* STATED TASK:
Extract every line in the entries below that contains the string "mirror". The match is case-sensitive.

(Saved data entries)
* * *

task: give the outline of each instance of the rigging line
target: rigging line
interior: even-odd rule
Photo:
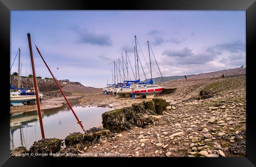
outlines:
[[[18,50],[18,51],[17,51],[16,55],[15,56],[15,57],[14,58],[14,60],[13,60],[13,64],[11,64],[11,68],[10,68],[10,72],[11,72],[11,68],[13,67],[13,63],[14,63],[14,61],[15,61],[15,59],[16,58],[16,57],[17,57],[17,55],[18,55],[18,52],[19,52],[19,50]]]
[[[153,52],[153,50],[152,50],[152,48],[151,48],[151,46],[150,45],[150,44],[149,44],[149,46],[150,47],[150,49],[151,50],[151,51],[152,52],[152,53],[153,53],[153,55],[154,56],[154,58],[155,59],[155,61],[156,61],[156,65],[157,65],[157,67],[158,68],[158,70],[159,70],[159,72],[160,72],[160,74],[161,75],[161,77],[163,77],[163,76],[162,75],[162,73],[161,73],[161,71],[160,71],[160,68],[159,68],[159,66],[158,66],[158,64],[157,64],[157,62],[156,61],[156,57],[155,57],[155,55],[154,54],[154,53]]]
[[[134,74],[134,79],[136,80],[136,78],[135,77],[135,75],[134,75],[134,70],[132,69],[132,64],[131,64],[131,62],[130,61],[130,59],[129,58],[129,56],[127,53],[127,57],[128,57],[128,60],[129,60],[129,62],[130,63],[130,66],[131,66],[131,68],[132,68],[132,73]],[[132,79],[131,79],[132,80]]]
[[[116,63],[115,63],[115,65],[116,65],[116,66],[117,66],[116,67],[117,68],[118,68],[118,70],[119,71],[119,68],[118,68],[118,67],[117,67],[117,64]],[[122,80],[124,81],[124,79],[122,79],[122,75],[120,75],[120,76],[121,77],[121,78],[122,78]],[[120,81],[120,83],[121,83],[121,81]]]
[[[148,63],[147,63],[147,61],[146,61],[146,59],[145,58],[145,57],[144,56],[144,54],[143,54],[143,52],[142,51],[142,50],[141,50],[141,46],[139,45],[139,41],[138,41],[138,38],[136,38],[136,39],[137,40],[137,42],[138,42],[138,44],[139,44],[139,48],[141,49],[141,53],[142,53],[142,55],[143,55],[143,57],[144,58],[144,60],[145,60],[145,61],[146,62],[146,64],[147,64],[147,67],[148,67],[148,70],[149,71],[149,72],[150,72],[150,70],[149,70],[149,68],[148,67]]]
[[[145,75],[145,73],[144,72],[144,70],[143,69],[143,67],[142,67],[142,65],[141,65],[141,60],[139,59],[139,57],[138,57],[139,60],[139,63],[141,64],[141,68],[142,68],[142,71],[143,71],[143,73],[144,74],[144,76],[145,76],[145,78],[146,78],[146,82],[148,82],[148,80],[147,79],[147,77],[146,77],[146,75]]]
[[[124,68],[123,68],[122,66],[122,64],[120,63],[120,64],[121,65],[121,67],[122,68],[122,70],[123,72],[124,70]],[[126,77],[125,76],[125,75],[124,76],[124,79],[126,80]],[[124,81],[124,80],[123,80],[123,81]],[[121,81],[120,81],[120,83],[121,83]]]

* * *

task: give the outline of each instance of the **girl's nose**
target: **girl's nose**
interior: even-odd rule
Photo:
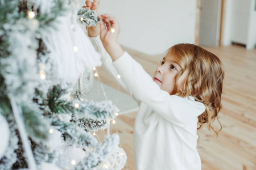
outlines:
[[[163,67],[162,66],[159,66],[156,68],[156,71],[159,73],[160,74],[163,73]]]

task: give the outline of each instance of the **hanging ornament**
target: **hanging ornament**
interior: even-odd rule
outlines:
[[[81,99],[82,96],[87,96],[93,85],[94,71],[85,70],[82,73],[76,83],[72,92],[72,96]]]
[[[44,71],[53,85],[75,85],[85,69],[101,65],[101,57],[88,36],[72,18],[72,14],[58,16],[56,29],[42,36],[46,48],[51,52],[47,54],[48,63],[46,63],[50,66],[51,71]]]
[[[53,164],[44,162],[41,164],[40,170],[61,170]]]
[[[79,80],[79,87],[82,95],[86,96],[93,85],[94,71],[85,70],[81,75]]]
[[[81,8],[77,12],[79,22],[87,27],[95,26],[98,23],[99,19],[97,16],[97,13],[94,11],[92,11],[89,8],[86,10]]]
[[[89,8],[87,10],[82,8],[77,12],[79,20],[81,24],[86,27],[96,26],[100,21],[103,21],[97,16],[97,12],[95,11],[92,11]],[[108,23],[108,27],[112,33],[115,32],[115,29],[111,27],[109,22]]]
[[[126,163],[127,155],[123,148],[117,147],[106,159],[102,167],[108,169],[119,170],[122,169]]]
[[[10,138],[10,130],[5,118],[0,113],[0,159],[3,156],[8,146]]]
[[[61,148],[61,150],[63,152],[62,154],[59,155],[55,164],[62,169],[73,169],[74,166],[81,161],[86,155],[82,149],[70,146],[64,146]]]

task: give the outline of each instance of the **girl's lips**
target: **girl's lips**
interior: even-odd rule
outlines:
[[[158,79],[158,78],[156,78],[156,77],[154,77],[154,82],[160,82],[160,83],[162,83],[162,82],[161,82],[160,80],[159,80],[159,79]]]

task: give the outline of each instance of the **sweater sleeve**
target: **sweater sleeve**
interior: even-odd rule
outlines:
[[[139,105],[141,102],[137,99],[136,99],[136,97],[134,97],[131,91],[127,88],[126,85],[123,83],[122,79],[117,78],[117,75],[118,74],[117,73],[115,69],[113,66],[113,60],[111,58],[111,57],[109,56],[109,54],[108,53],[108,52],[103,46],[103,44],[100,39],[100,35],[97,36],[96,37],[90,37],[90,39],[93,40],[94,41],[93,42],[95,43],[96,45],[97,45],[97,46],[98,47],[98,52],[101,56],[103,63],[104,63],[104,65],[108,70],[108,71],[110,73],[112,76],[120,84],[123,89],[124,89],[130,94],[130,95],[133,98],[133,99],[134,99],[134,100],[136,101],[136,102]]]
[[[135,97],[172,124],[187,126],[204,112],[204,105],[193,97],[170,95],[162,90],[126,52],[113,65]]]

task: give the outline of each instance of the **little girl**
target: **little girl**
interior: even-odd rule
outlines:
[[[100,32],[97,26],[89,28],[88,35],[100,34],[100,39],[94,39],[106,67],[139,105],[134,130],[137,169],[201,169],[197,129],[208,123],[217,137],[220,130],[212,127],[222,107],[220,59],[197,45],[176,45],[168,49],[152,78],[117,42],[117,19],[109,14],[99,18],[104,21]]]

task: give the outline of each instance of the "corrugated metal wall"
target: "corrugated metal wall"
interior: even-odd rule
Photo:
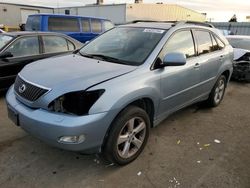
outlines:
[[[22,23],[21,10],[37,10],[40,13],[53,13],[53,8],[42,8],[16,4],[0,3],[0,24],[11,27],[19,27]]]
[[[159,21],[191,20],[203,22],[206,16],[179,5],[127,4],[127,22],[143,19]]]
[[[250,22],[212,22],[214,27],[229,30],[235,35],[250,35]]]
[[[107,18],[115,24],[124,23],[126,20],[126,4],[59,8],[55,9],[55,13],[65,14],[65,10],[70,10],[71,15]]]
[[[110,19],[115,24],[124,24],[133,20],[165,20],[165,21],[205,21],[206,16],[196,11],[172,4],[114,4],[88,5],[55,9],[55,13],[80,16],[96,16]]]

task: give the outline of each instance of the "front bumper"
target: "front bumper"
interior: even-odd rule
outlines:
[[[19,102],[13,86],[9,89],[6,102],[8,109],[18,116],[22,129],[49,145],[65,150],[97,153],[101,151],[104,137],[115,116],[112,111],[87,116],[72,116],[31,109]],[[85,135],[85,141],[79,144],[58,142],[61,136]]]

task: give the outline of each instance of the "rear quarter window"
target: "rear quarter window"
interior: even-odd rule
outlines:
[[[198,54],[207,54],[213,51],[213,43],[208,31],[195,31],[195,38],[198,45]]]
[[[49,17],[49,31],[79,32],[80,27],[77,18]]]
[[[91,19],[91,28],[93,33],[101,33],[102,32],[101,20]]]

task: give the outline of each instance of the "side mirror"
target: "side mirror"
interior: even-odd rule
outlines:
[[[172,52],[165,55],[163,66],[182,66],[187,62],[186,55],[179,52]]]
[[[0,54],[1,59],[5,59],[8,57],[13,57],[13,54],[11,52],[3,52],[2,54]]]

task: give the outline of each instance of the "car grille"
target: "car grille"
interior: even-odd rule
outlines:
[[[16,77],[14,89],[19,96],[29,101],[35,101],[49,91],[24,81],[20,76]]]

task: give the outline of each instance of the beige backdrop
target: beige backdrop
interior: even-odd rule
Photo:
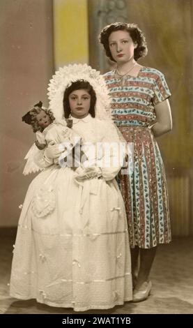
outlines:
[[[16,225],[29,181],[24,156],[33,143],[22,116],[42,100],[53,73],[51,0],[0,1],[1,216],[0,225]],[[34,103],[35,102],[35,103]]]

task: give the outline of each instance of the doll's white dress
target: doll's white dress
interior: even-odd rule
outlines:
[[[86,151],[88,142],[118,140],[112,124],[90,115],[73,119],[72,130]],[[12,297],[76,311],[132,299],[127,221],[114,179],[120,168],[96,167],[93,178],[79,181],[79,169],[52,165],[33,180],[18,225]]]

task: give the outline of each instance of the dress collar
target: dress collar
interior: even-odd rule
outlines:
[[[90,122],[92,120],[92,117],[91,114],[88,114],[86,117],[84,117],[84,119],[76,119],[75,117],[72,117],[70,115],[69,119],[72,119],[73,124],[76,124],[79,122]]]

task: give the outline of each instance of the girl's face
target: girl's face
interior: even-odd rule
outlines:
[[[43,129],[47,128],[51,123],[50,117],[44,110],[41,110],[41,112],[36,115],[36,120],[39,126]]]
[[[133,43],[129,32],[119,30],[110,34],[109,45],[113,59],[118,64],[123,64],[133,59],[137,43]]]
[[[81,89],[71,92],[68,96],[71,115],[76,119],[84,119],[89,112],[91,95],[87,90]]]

* * *

* WRITTEN SOLUTION:
task: give the outline of each instance of the "side mirror"
target: "side mirror"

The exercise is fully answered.